# Aim of the task:
In the material below, the line holding "column 220, row 114" and every line after it should be reproduced exactly, please, with pictures omitted.

=== Supplied information ===

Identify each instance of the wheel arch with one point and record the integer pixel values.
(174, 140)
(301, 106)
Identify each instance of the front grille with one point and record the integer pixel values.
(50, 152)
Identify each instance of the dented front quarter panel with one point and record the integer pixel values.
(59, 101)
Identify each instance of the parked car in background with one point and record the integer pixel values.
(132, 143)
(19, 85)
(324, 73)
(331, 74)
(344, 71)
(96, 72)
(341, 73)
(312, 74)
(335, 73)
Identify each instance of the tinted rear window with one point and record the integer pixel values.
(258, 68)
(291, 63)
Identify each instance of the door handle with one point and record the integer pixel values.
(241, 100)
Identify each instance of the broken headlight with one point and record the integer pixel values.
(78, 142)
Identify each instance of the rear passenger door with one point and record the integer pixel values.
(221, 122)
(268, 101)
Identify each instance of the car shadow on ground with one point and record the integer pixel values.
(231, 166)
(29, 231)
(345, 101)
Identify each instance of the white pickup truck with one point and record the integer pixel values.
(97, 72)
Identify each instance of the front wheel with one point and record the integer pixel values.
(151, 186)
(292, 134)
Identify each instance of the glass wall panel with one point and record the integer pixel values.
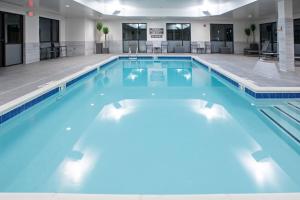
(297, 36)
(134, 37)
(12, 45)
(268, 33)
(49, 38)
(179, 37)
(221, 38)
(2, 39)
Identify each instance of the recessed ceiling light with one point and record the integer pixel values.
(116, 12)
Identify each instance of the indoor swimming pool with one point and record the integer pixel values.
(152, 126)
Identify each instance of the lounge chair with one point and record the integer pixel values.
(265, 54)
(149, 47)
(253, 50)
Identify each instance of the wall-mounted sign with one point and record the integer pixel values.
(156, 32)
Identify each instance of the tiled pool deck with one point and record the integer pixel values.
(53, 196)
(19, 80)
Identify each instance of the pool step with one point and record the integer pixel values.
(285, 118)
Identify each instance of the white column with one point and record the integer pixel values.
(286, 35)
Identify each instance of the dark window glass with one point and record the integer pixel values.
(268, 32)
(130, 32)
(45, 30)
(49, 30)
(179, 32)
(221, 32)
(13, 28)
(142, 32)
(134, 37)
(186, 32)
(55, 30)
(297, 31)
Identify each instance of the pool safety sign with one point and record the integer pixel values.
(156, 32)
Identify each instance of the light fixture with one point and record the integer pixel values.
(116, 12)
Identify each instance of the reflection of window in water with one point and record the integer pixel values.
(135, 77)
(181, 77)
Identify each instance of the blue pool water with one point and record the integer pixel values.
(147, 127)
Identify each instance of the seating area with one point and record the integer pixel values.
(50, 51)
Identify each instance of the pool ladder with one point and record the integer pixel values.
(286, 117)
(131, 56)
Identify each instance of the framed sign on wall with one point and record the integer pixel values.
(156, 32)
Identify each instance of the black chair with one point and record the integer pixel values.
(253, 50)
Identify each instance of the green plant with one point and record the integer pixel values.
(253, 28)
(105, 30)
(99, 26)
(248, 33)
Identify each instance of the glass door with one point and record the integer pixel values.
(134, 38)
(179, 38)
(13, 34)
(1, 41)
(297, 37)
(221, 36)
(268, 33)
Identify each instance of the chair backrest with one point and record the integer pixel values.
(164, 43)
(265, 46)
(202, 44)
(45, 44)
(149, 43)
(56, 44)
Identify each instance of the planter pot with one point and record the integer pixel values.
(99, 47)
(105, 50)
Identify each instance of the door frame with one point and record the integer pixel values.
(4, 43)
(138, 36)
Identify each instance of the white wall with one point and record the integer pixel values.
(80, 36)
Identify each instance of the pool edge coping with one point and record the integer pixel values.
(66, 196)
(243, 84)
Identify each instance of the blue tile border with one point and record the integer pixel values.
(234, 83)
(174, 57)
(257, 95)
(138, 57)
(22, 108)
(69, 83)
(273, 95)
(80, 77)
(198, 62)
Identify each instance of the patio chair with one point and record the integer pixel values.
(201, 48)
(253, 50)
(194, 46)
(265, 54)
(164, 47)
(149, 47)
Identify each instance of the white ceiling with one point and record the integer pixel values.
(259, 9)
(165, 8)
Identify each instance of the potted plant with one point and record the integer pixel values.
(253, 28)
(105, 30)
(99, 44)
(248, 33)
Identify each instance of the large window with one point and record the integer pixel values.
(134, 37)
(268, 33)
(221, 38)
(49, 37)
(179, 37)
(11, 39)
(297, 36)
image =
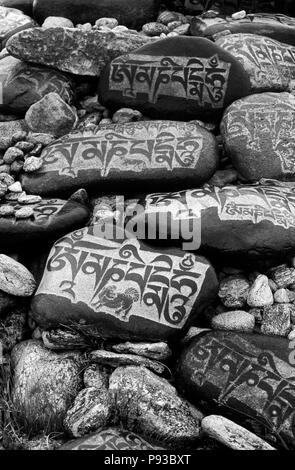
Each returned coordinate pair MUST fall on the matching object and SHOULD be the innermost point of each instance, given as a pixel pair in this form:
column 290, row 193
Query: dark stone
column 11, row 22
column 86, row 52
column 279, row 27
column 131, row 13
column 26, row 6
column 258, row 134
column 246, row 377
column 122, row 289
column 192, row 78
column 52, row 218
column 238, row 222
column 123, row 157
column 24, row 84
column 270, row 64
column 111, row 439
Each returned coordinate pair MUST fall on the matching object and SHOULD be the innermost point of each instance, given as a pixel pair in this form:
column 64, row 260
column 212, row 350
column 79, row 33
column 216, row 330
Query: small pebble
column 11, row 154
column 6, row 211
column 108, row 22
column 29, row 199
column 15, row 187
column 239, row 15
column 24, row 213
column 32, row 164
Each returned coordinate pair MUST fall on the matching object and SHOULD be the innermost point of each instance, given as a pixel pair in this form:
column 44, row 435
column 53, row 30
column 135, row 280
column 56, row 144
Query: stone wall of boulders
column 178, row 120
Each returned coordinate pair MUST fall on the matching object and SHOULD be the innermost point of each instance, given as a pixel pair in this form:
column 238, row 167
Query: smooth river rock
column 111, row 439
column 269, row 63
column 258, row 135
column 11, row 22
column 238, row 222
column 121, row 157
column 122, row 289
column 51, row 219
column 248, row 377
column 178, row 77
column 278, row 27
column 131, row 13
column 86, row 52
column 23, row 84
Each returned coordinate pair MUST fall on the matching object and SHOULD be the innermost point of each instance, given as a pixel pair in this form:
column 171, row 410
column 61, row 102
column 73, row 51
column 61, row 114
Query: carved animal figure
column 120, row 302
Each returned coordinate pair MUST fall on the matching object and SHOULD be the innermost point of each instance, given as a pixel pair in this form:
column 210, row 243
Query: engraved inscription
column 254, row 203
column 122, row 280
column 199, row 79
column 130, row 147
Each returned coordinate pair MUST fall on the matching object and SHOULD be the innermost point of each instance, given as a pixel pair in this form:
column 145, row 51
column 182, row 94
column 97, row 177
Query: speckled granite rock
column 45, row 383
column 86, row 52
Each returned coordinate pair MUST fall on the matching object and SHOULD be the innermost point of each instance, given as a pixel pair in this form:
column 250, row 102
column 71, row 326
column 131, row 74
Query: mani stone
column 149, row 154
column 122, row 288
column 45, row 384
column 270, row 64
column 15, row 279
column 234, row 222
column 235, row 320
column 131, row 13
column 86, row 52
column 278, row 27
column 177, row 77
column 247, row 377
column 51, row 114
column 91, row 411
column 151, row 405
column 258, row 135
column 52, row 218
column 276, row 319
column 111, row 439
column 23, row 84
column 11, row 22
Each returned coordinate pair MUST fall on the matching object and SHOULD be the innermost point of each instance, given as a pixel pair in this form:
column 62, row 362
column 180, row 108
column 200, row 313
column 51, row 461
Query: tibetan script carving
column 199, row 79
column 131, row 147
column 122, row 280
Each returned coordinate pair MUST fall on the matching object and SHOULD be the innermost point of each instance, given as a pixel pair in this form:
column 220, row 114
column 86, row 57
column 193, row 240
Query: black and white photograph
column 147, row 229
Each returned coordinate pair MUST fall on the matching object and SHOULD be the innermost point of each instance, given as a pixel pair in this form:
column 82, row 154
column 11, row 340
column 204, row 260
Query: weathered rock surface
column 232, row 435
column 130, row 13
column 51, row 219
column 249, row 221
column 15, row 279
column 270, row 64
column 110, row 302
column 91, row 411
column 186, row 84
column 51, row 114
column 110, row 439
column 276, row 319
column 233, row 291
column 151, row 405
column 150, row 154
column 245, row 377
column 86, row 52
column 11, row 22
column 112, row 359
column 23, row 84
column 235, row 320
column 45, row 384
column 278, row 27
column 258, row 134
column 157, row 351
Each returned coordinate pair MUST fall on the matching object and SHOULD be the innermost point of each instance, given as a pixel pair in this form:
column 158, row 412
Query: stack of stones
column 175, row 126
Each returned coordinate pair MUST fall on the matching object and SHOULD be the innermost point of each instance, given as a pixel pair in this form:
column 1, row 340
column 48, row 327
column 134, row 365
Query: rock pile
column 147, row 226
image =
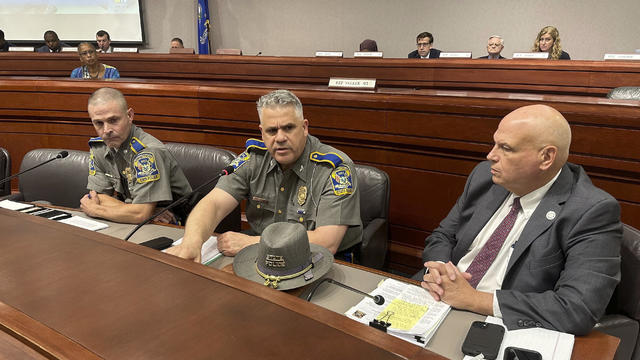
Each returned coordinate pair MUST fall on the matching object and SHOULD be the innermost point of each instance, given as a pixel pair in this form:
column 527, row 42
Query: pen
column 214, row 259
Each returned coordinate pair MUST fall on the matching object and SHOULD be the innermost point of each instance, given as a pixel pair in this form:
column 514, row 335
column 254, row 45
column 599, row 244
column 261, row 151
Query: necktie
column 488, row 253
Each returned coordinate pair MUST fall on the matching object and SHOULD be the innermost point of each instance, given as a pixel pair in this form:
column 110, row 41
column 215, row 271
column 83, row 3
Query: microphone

===

# Solution below:
column 220, row 114
column 86, row 57
column 193, row 240
Query: black and white photograph
column 147, row 229
Each returned coordinate pair MUST fall on the matching object and SHOULD be the innermost point of each instance, given as a pixel pair in this form:
column 82, row 154
column 11, row 340
column 204, row 260
Query: weathered rock surface
column 232, row 435
column 130, row 13
column 51, row 219
column 249, row 221
column 15, row 279
column 270, row 64
column 110, row 302
column 91, row 411
column 186, row 84
column 51, row 114
column 110, row 439
column 276, row 319
column 233, row 291
column 151, row 405
column 150, row 154
column 245, row 377
column 86, row 52
column 11, row 22
column 112, row 359
column 23, row 84
column 235, row 320
column 45, row 384
column 278, row 27
column 258, row 134
column 157, row 351
Each returned coordinate pair MUST fall on the matching object and SHOULD be the innermost point of each instance, given as a pixel pair in this form:
column 158, row 412
Query: stack of stones
column 175, row 126
Each returned coordinate pair MUST fall on the matching object and SHOULD be the innermost point of each instance, given as a pixel pair in this form:
column 1, row 340
column 48, row 327
column 134, row 365
Query: rock pile
column 147, row 226
image =
Each returned coordinate pair MUST fall on the matching object and SHOULD be the innermost point of each instance, given as a pixel pair in this form:
column 527, row 42
Query: pen
column 214, row 259
Each returned coordinate pair MUST fall on the matching object and SHOULD be the innermost point of each instance, given as a pixel pair in this form:
column 514, row 335
column 254, row 45
column 599, row 244
column 261, row 151
Query: necktie
column 488, row 253
Each returned coordinate pair MUST fall on the matching object and SHOULD be the innermost point of each instance, given as a pixel pair in this form:
column 110, row 41
column 215, row 271
column 83, row 3
Query: microphone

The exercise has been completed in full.